Update the data below by replacing every "Practice step" with "Labeling step" and keeping everything else the same. Leave the pictures out of your version.

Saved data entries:
[start]
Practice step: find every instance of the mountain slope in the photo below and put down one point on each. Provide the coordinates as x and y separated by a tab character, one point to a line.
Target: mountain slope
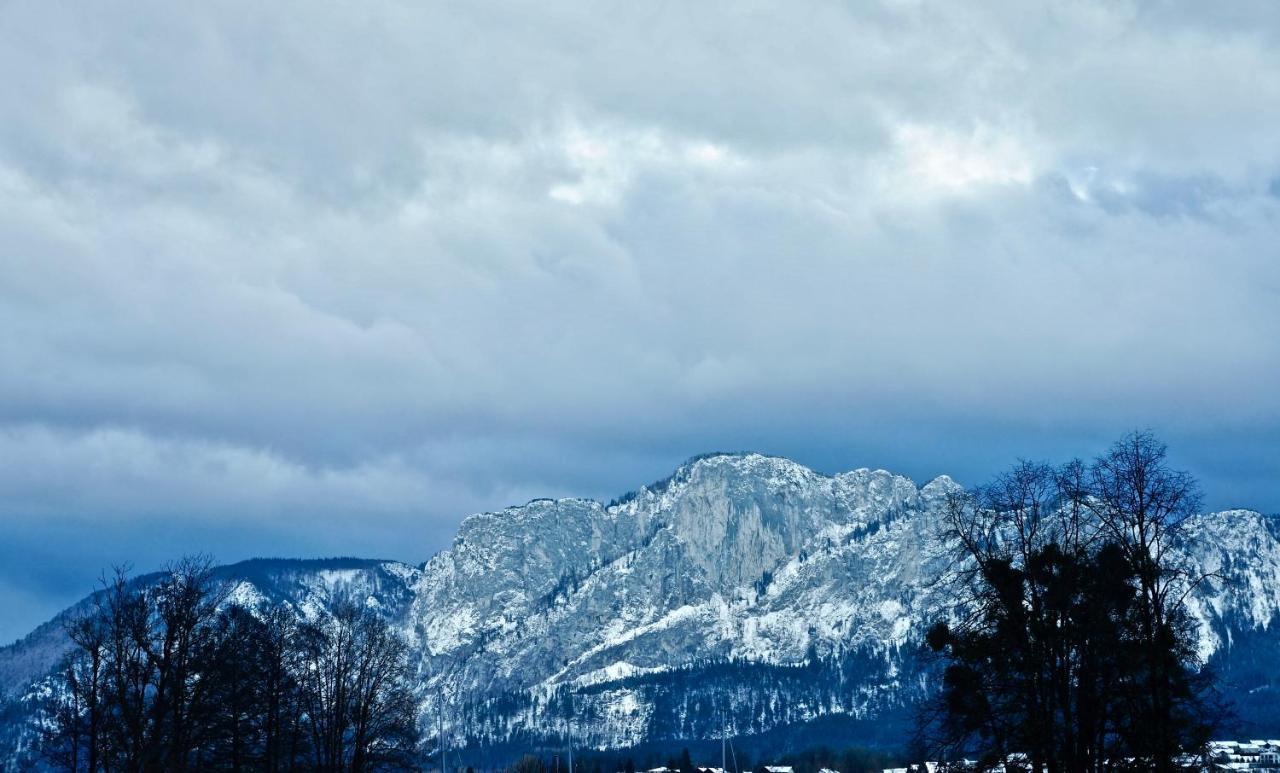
744	595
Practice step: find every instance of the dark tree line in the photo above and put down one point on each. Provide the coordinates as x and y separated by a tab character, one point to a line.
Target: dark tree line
170	676
1072	644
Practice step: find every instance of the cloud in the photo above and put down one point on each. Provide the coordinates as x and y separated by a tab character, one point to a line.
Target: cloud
298	279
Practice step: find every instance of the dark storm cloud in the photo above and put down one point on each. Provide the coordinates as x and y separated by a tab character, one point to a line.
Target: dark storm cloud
298	279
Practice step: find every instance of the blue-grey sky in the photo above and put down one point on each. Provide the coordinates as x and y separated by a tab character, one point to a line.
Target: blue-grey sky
307	279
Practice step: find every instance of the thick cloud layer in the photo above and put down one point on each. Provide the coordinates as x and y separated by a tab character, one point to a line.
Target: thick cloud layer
309	279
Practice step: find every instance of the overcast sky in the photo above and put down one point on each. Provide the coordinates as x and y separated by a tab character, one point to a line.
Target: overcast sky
309	279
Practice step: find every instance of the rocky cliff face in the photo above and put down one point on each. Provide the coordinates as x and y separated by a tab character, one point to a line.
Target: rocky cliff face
743	595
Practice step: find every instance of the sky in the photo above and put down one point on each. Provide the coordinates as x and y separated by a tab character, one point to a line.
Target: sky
309	279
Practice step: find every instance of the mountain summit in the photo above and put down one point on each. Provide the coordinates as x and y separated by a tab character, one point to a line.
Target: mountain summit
744	595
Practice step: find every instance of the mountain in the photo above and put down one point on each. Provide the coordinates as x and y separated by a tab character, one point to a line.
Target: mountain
745	595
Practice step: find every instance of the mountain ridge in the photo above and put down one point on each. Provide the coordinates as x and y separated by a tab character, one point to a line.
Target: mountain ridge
744	594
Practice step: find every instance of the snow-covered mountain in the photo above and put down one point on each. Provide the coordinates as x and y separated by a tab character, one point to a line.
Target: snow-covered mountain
744	594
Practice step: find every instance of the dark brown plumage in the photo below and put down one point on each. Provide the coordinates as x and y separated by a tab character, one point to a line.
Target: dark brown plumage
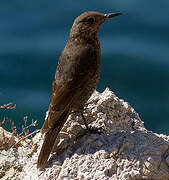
76	77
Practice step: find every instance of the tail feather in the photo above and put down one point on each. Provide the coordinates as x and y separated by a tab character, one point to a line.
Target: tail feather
49	141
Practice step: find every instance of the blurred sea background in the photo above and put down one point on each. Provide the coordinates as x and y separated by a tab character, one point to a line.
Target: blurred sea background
135	55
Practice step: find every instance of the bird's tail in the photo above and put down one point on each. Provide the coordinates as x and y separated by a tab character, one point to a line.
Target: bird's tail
49	141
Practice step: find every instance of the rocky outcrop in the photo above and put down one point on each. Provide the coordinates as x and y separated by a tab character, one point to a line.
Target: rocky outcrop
124	150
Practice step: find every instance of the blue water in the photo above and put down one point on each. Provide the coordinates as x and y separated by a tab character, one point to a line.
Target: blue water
135	55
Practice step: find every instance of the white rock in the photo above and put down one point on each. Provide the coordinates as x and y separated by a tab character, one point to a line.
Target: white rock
125	151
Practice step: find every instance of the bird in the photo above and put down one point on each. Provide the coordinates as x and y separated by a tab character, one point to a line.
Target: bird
76	77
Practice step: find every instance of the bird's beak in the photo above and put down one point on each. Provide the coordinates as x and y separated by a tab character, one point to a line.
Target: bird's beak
111	15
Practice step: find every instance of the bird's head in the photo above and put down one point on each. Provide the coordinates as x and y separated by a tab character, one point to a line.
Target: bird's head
88	23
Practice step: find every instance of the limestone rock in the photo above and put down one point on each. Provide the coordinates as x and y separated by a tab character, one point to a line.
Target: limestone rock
125	150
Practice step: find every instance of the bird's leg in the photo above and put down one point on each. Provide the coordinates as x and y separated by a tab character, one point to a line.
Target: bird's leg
84	120
90	129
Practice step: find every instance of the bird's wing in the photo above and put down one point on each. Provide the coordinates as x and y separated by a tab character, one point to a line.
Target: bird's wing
73	72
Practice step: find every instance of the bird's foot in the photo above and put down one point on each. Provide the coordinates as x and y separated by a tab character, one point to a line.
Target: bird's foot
95	130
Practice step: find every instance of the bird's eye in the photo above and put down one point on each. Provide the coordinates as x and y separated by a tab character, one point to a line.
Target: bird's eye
91	20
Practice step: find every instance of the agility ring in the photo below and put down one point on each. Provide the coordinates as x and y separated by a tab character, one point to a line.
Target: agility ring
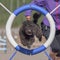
11	39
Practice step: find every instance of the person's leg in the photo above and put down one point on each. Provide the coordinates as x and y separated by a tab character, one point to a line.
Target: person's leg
55	46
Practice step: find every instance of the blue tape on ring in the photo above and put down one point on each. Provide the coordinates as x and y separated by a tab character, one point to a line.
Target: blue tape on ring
28	7
18	11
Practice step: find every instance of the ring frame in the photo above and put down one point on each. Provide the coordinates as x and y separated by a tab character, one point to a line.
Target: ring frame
10	22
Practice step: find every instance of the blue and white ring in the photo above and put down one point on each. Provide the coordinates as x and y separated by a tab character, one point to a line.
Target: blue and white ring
10	22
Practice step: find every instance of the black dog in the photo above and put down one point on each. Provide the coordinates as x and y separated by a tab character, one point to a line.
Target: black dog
27	32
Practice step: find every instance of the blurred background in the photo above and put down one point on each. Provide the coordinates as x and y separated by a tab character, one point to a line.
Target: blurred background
6	49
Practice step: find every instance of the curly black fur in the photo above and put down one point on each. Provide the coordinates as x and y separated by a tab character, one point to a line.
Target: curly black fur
27	32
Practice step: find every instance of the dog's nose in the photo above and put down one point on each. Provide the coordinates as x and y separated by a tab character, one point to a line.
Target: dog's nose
29	32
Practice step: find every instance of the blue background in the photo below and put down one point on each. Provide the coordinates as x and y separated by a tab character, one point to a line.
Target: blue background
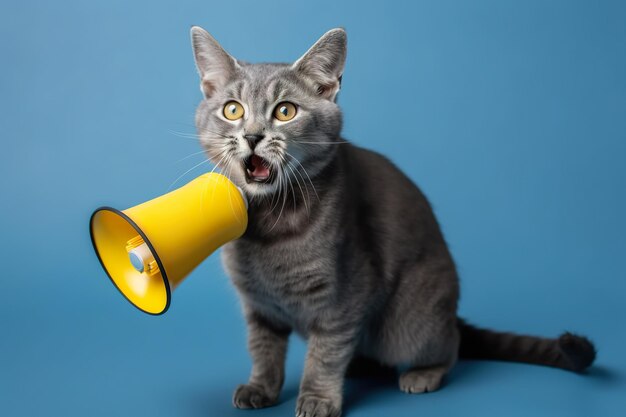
510	115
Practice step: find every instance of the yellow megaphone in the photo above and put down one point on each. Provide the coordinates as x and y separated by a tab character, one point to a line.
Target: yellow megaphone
148	250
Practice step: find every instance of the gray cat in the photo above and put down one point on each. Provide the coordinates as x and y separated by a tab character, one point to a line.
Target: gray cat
341	246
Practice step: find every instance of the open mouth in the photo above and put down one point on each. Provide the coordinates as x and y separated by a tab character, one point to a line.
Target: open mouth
258	169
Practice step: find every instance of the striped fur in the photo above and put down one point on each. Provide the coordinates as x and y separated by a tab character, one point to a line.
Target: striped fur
341	247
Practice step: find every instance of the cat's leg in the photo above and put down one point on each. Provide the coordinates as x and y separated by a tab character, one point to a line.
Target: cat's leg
[end]
* Completed task
Labeling step: find every instance of the mountain slope in the photo below and put down one point on each. Provide the coordinates as x and y separated by a tab character, one point to a line.
Target: mountain slope
744	595
Labeling step: find every instance of the dark tree line in the photo above and put down one point on each. Provide the coordinates as x and y separated by a tab character, one point to a line.
Target: dark tree line
170	676
1072	644
Labeling step: find every instance of the cloud in the photo above and put down one point on each. Provide the coordinates as x and y separated by a tab character, one point to a line.
Target: cloud
298	279
Labeling step: find every instance of the dark storm cloud in the photo above and put down one point on each. Provide the coordinates as x and y separated by a tab character, one point to a line.
Target: dark storm cloud
298	279
Labeling step: find every instance of the blue-grey sky in the photo above and put down one point on each. Provide the coordinates as x and y separated by a tab character, one point to a line.
Target: blue-grey sky
307	279
Labeling step: find every instance of the thick cloud layer in the photo above and put down one point on each. Provide the coordinates as x and y separated by a tab character, one point to a line.
Target: thick cloud layer
309	279
Labeling step: find every instance of the overcast sky in the photo above and put down one point on each. Provide the coordinates as x and y separated by a tab character, one point to a line.
Target: overcast sky
309	279
Labeling step: find every instance of the rocky cliff face in the photo above and put down one point on each. Provide the coordinates as x and y separated by a tab character, one point to a line.
Target: rocky cliff face
743	595
Labeling step: find every instance of the sky in the photo above and put down one point on each. Provide the coordinates as x and y separated by a tab character, one point to a line.
Target: sky
309	279
Labeling step: find every instance of the mountain summit in the photo above and put down one point on each. Provide the coordinates as x and y separated by a tab character, one point to a line.
Target: mountain summit
744	595
Labeling step: find every instance of the mountain in the photo above and put down one point on each. Provide the coordinates as x and y separated by a tab character, one point to a line.
Target: mountain
745	595
Labeling step: find every instance of the mountain ridge in the photo above and put down one point on each. Provide the coordinates as x and y separated by a tab character, one point to a line.
Target: mountain ridge
744	594
Labeling step: find every instance of the snow-covered mountain in the photo above and put down one point on each. Provide the coordinates as x and y separated by a tab character, one point to a line.
Target: snow-covered mountain
744	594
Labeling step: find every instance of the dark brown plumage in the photo below and put down one point on each. Provide the coordinates as x and y separated by a tab character, one point to a line.
Target: dark brown plumage
76	77
Labeling step: find every instance of the tail feather in the photo above and put down one point on each. Provide the coordinates as x and y separated by a tab character, one point to a line.
Target: tail feather
49	141
Labeling step: find every instance of the blurred sea background in the photo above and put down one point on each. Provide the coordinates as x and y separated by a tab character, one point to a line.
Target: blurred sea background
135	55
Labeling step: find every instance of the bird's tail in the photo above and put down one point on each. Provide the coordinates as x and y separated by a tab character, one point to a line.
Target: bird's tail
49	141
Labeling step: find every instance of the rocky outcrop in the photo above and put down one point on each. Provide the coordinates as x and y separated by a tab character, one point to a line.
Target: rocky outcrop
124	150
Labeling step: find every instance of the blue water in the photo above and put down one point on each. Provide the coordinates as x and y separated by a tab character, one point to a line.
Target: blue water
135	55
Labeling step: find every instance of the white rock in the photo above and put down one point on each. Provide the coordinates as x and y separated by a tab character, one point to a line.
Target: white rock
125	151
Labeling step: find every instance of the bird in the photo above and put down one point on each. Provide the coordinates as x and y separated by a tab character, one point to a line.
Target: bird
76	77
Labeling step: find every instance of the bird's beak in the photo above and put down one point on each. Provide the coordinates as x and y separated by a tab character, one point to a line.
Target: bird's beak
111	15
Labeling step: find every instance of the bird's head in the photo above and put down one point on each. Provide the coordinates as x and y separated by a tab character, one point to a line.
Target: bird's head
88	23
Labeling step: find every instance of the limestone rock in the photo above and put down one point on each. Provide the coordinates as x and y separated by a tab character, one point to a line.
Target: limestone rock
125	150
Labeling step: find every instance of the bird's leg in the photo above and put down one point on each. Provide the coordinates as x and y separated by a tab character, one point to a line.
Target: bird's leg
84	120
90	129
Labeling step: find every instance of the bird's wing in the photo above and put down one point on each. Provide the coordinates as x and y separated by a tab character, one point to a line.
Target: bird's wing
73	72
Labeling step: find every instance of the bird's foot in the photo above and put down one point on each. Provide the coordinates as x and y separated by a tab character, one point to a line.
Target: bird's foot
95	130
Labeling step: find every instance of the bird's eye in the photo above and put down one point on each. Provide the coordinates as x and y separated by a tab character, one point to a line.
Target: bird's eye
91	20
Labeling step: find every instance of the agility ring in the photo below and put down one point on each. Provide the coordinates as x and y separated by a tab character, one point to a line.
Target: agility ring
11	39
Labeling step: find every instance of the person's leg in the photo above and put down one point on each. Provide the coordinates as x and y separated by a tab character, one point to a line.
Target: person's leg
55	46
Labeling step: find every instance of the blue tape on ring in the photo above and put down one point on each. Provide the coordinates as x and y separated by a tab character, one point to a line.
Target: blue tape on ring
28	7
18	11
Labeling step: find every instance of the ring frame in the photo above and put down one point on each. Provide the coordinates as x and y separated by a tab character, one point to a line.
Target: ring frame
10	22
Labeling step: find every instance of the blue and white ring in the photo above and put down one point on each. Provide the coordinates as x and y separated by a tab character, one point to a line.
Target: blue and white ring
10	22
Labeling step: find every instance of the black dog in the photo above and put down one point on each. Provide the coordinates as x and y separated by a tab character, one point to a line.
Target: black dog
27	32
Labeling step: find every instance of the blurred background in the photo above and put down one point on each. Provide the coordinates as x and y separated by a tab character, one point to a line.
Target: blurred background
6	49
Labeling step: find every instance of the curly black fur in the photo above and put down one point on each. Provide the coordinates as x and y separated by a tab character, one point to a line.
Target: curly black fur
27	32
Labeling step: find every instance of the dog's nose in the photo above and put down one point on each. Provide the coordinates as x and y separated by a tab character, one point to a line.
Target: dog's nose
29	32
Labeling step: find every instance of the blue background in the photo below and put down one point on each. Provide the coordinates as x and y separated by a tab character, one point to a line.
Target: blue background
510	115
Labeling step: find every instance of the yellow megaphone in the photo above and put down one point on each. Provide the coordinates as x and y separated by a tab character, one point to a line.
Target: yellow megaphone
148	250
Labeling step: find every instance of the gray cat in the photo above and put down one point on each. Provide the coordinates as x and y separated by a tab character, one point to a line.
Target: gray cat
341	246
Labeling step: find every instance of the open mouth in the photo above and put down one point on each. Provide the coordinates as x and y separated by a tab character, one point to a line.
Target: open mouth
258	169
Labeling step: find every instance of the striped fur in the photo above and put down one point on each. Provide the coordinates as x and y separated by a tab character, one point to a line.
Target: striped fur
341	247
Labeling step: find every instance of the cat's leg in the photo above and put down one point on each. Provide the coordinates as x and y separated by a tab character, one point to a line.
Target: cat's leg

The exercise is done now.